**Text provided:**
%%
Rabbi Nachman of Bratslav, Likkutei Moharan 8:1:
See how precious is the sigh and groan (the krekhtz) of a Jewish person. It provides wholeness [in place] of the lack. For through the breath, which is the ruakh-of-life, the world was created. As is written (Psalms 33:6), “… and by the ruakh of God’s mouth, their entire hosts [were created].” The renewal of the world will also come about by means of the ruakh, as in (Psalms 104:30), “You will send Your ruakh —they will be created; You renew the face of the earth.”
This [ruakh] is also the vital force of human life. This is because a person’s breath is their life-force. As is written (Genesis 2:7), “God breathed into the human’s nostrils nishmat (the breath of) life,” and (ibid. 7:22), “All in whose nostrils was a nishmat (breath of) ruakh-of-life.” Regarding this, the sages said: To the extent breath is lacking, so is life (Maaseh Tuviah, Bayit Chadash 2; cf. Zohar II, 24b).
%%
**Saved entries:**
%%
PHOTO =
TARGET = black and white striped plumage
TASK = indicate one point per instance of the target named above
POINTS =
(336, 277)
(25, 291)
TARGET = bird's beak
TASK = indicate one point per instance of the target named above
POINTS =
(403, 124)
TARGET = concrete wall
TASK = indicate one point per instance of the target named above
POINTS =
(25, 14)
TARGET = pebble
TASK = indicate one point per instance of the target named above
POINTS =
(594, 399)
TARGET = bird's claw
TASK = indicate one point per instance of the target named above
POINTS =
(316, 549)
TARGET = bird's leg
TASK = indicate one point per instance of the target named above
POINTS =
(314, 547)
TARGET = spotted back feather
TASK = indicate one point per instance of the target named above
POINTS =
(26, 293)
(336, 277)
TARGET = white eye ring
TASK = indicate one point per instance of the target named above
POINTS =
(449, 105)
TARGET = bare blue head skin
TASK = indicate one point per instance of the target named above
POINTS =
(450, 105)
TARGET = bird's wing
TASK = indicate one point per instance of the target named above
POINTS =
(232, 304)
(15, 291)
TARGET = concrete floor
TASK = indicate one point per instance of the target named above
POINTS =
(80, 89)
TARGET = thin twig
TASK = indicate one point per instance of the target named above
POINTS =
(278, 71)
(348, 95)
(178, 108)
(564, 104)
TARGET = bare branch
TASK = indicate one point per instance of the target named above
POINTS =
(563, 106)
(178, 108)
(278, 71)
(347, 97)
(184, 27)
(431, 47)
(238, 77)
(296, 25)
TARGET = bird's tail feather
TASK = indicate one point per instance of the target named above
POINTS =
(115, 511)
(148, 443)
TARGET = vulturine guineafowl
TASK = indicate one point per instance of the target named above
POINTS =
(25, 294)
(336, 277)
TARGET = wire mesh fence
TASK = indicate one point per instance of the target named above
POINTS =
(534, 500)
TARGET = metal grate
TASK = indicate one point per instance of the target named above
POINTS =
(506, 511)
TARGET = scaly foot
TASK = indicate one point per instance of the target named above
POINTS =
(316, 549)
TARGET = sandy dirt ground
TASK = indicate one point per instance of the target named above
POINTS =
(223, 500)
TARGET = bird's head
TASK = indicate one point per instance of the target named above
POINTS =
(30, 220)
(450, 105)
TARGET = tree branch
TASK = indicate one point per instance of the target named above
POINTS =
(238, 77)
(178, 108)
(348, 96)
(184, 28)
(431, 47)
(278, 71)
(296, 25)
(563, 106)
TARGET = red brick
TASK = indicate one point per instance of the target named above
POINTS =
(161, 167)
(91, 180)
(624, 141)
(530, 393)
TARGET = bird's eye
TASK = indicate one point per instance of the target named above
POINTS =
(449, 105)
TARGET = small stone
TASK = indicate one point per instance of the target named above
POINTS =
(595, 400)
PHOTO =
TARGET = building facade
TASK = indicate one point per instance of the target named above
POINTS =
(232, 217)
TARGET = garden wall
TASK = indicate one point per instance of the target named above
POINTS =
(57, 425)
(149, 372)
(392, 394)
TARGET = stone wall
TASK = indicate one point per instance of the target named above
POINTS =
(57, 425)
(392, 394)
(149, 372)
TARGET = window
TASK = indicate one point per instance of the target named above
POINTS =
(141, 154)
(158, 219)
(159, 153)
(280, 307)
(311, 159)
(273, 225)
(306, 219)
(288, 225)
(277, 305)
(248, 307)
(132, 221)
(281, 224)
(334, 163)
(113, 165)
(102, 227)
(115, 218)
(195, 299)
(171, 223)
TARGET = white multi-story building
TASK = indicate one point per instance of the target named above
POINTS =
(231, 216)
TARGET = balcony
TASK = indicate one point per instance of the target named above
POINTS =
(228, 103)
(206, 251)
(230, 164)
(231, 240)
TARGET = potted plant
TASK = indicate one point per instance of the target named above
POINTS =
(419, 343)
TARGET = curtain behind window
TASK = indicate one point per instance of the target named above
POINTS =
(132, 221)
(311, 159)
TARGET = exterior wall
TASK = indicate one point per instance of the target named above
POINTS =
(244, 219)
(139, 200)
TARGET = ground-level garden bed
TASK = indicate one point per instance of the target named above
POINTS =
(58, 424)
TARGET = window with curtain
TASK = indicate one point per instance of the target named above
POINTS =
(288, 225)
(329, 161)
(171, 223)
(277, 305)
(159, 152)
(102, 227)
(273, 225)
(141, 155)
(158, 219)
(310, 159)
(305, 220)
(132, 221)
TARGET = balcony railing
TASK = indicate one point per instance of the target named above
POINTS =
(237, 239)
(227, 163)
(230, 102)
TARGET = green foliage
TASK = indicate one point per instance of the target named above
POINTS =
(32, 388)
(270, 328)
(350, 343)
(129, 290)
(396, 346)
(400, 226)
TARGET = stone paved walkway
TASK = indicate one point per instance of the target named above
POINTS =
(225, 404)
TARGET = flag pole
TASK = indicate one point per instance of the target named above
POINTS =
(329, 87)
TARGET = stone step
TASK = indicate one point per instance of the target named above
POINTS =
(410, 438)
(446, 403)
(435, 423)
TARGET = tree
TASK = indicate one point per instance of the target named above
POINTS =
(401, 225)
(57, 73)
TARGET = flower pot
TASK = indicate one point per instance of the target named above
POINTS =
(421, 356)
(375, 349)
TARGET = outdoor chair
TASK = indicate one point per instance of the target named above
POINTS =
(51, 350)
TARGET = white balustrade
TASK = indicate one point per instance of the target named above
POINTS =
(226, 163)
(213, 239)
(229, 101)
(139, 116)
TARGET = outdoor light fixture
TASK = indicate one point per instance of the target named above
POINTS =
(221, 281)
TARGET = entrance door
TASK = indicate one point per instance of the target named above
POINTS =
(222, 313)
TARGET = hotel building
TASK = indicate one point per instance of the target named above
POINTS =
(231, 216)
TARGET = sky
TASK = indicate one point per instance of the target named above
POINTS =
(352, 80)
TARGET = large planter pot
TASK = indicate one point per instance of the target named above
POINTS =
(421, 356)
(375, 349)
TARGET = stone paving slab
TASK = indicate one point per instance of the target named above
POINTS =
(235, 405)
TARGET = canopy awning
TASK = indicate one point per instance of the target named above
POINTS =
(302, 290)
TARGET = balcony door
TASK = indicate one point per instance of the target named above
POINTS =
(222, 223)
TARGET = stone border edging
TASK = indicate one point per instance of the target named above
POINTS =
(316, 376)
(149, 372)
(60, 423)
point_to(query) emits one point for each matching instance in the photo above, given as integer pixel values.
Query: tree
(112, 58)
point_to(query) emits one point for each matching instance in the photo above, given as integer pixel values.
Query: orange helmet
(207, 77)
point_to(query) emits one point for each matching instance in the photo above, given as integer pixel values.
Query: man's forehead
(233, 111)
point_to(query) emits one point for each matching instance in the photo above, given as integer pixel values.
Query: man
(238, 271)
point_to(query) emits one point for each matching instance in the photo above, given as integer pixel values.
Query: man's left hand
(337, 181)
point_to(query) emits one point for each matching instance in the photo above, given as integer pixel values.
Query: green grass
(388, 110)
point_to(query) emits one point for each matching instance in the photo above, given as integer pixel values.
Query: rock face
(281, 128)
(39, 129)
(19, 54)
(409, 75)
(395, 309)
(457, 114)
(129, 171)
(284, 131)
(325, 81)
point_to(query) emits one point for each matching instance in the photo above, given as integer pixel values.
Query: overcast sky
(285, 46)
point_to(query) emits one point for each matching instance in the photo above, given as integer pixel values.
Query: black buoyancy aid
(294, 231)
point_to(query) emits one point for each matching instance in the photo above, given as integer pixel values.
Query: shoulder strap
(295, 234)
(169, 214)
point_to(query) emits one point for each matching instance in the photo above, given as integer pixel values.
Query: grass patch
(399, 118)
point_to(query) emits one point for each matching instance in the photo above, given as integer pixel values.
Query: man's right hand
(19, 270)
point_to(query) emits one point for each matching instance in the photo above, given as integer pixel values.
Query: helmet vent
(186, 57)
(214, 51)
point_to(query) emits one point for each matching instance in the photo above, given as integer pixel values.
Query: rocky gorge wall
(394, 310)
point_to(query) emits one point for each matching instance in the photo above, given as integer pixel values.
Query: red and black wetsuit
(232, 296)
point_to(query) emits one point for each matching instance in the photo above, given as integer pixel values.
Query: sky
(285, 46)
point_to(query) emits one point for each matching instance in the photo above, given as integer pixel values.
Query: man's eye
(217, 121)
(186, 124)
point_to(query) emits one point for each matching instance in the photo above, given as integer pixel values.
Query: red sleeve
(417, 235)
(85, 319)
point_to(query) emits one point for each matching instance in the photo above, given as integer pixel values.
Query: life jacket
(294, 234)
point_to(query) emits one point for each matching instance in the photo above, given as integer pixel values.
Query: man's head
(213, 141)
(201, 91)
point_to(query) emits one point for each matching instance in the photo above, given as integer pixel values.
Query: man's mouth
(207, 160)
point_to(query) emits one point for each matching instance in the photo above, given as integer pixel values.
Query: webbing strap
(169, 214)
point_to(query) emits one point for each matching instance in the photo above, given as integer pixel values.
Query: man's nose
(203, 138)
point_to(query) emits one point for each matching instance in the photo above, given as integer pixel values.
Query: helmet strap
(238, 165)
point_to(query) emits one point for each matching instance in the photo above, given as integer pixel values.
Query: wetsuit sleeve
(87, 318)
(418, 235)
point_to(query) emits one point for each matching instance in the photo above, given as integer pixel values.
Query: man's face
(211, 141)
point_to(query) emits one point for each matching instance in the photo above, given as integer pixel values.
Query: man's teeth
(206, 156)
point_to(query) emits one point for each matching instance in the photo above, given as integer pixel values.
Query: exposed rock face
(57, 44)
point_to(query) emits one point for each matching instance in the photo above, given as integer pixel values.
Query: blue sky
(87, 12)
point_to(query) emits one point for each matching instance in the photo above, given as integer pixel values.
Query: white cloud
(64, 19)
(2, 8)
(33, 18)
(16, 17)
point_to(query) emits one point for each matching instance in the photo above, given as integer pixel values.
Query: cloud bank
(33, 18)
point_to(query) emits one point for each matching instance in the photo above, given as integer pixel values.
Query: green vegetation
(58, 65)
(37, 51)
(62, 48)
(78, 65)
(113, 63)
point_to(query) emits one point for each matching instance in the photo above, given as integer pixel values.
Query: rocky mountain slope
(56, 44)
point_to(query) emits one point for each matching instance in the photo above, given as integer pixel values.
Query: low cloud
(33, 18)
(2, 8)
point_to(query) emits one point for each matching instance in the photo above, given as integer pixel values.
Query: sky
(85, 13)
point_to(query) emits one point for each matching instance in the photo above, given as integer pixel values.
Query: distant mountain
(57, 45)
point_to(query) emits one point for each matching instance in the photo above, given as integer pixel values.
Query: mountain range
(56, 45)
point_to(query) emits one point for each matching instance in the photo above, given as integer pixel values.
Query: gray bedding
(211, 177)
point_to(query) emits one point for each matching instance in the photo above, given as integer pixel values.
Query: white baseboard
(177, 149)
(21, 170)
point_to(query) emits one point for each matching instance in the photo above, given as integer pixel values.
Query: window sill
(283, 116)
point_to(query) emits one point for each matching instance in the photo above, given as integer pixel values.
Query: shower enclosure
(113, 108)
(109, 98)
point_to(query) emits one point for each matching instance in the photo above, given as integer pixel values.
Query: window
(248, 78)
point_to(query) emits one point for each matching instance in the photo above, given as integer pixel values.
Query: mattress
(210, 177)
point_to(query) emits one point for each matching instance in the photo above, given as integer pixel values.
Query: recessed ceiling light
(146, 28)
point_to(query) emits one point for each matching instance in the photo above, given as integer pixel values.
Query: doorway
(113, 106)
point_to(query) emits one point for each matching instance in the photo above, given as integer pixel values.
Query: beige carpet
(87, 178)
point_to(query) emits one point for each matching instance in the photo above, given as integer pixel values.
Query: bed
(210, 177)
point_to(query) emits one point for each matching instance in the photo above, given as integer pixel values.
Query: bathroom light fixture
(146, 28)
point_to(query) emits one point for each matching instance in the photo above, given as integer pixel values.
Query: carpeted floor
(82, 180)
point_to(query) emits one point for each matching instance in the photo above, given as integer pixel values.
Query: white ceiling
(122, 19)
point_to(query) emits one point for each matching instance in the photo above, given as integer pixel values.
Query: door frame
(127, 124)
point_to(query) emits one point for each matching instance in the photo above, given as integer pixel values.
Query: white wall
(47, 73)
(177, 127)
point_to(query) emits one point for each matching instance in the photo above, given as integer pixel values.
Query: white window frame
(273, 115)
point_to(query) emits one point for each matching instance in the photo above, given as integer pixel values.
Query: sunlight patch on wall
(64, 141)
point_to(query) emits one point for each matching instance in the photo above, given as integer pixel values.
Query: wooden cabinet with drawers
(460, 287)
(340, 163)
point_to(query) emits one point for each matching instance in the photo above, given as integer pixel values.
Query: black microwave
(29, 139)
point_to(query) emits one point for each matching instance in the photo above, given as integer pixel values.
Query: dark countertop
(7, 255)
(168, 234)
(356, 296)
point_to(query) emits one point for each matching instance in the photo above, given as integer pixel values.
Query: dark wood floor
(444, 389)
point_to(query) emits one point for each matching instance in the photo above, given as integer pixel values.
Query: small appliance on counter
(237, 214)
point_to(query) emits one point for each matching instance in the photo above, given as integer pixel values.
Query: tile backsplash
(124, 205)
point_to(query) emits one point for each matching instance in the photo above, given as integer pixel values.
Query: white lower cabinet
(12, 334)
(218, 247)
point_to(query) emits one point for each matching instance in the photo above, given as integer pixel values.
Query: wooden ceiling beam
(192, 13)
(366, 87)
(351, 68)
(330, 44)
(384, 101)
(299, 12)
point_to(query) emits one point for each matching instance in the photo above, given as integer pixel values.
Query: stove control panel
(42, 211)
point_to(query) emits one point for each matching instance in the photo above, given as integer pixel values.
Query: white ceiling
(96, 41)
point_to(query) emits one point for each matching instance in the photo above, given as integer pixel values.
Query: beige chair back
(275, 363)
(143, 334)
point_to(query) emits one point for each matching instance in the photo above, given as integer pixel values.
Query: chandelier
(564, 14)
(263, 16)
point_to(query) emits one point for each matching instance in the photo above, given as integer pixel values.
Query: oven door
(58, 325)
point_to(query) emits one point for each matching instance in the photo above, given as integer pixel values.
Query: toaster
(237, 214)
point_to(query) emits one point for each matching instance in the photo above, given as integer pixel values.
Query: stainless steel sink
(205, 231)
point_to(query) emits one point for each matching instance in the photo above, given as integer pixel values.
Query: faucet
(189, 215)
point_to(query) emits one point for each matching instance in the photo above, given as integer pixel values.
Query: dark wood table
%%
**Exercise set:**
[1] Can you turn the paragraph that begins "This [ruakh] is also the vital force" in the Likkutei Moharan excerpt into a brief bulleted list that keeps its main facts?
[2] Would you carry on the Likkutei Moharan excerpt, starting after its final sentence?
You won't need the saved entries for this.

**Answers to each task:**
[1]
- Ruakh is also the vital force of human life, because a person's breath is their life-force.
- Genesis 2:7: God breathed the breath of life into the human's nostrils.
- Genesis 7:22: "All in whose nostrils was a nishmat (breath of) ruakh-of-life."
- The sages: life is lacking to the same extent that breath is lacking (Maaseh Tuviah, Bayit Chadash 2; cf. Zohar II, 24b).

[2]
We find then that the quintessential life-force of everything is its ruakh. Whenever a lack exists, it is essentially in the life-force, which corresponds to the ruakh-of-life of that thing. This is because it is the ruakh which gives that thing its existence.
And sighing is the extension of the breath. It corresponds to erekh apayim (patience)—i.e., extended ruakh. Therefore, when a person sighs over the lack and extends his ruakh, that person draws ruakh-of-life to that which they are lacking. For the lack is in essence a departure of the ruakh-of-life. Therefore, through the sigh, the lack is made whole.